◆ **Text to read**
________________
The report will likely be structured similarly to the paper PJM released following the 2014 polar vortex, with chapters on generation performance and gas availability, load forecasting, timing and criteria for emergency procedures, Capacity Performance, dispatch, and the cost offer verification process.

In the meantime, Keech said PJM plans to provide lessons learned from the storm during stakeholder meetings in mid-May, focusing on the capacity market to inform changes being considered through the Critical Issues Fast Path (CIFP) process. He said many of the major items that will likely be presented have already been under stakeholder discussion even before the December storm. (See PJM Board Initiates Fast-track Process to Address Reliability.)

“We’ve been working on many of the issues you will see already for the past year,” he said.

Stakeholders Support New Default CONE and ACR Values

Both the MRC and Members Committee supported the proposed default cost of new entry (CONE) and avoidable-cost rate (ACR) through advisory votes. The changes are now set to be filed with FERC, with the goal of being in place for the 2026/27 delivery year. PJM elected for a same-day vote for the MRC and MC to give the Board of Managers more time to review the information before the filing. (See “Updated Default CONE and ACR Figures,” PJM MRC/MC Briefs: Feb. 23, 2023.)
________________
◆ **Entries supplied**
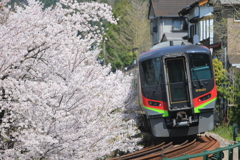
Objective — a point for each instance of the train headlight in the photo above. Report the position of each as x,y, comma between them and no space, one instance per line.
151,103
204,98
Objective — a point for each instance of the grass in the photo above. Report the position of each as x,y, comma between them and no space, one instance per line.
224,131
________________
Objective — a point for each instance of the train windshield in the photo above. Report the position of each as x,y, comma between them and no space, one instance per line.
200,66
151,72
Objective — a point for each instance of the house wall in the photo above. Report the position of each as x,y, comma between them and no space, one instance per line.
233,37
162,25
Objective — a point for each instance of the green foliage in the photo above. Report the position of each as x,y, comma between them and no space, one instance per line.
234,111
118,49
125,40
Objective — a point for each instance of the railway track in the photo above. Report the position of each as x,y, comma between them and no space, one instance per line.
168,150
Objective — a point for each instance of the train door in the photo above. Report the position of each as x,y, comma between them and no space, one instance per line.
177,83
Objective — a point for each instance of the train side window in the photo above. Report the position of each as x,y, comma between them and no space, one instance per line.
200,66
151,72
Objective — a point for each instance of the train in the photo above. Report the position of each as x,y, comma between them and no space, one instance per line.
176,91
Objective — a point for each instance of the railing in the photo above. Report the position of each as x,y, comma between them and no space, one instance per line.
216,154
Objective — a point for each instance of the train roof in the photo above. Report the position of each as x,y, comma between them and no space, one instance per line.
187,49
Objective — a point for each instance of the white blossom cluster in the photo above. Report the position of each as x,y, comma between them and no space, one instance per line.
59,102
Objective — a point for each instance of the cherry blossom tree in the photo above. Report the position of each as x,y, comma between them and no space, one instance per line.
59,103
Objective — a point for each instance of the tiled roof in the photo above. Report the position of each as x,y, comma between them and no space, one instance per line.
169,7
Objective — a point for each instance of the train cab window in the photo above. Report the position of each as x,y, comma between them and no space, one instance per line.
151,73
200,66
________________
◆ **Actions to take**
1. From the PJM passage, list every chapter topic that the report is expected to cover.
2. Reproduce everything in the PJM passage from "Stakeholders Support New" down to "Feb. 23, 2023.)", substituting "board" for "Board of Managers".
3. Write the next part of the PJM passage on the winter storm report and default CONE and ACR values, picking up after its final sentence.

◆ **Exercise answers**
1.
- generation performance and gas availability
- load forecasting
- timing and criteria for emergency procedures
- Capacity Performance
- dispatch
- the cost offer verification process

2.
Stakeholders Support New Default CONE and ACR Values

Both the MRC and Members Committee supported the proposed default cost of new entry (CONE) and avoidable-cost rate (ACR) through advisory votes. The changes are now set to be filed with FERC, with the goal of being in place for the 2026/27 delivery year. PJM elected for a same-day vote for the MRC and MC to give the board more time to review the information before the filing. (See “Updated Default CONE and ACR Figures,” PJM MRC/MC Briefs: Feb. 23, 2023.)

3.
The gross CONE values for all resource types, except storage, would increase, which PJM’s Skyler Marzewski said is largely because of changes to investment tax credits under the Inflation Reduction Act. The CONE changes also include new reference resources for combined cycle and onshore wind resources.

The most significant changes to ACRs include adding steam oil and gas as a new default unit type, including more data from the Nuclear Energy Institute for calculating nuclear costs and refined estimates of property taxes and insurance costs. All gross ACR values increased except single-reactor nuclear facilities.

PJM, Monitor Present Renewable Dispatch Proposal

Joel Romero Luna of Monitoring Analytics and PJM’s Darrell Frogg presented a first read of a joint proposal to create new dispatch protocols for renewable resources, with the aim of increasing visibility of what level renewables can be reduced to. Frogg said as more intermittent resources come online, it is likely that there will be more dispatch required, and those resources will not be able to provide their maximum output whenever they are available.

The proposal would use basepoints currently available through the Inter-Control Center Communications Protocol (ICCP) rather than curtailment flags, and intermittent resources would be directed to follow their economic basepoints even when they are curtailed because of the prevalence of inadvertent curtailments. Resources would be required to update critical parameters in real-time security-constrained economic dispatch (SCED) every five minutes and on an hourly basis for parameters in intermediate-term SCED cases.

The current lost opportunity cost (LOC) structure for wind resources would be extended to solar generators, making them eligible for LOC when they follow SCED dispatch and have the ability to receive instructions from PJM.

Frogg said the proposal is an effort to require intermittents to offer their median or expected output into the day-ahead market, based on forecasts of both weather and equipment availability.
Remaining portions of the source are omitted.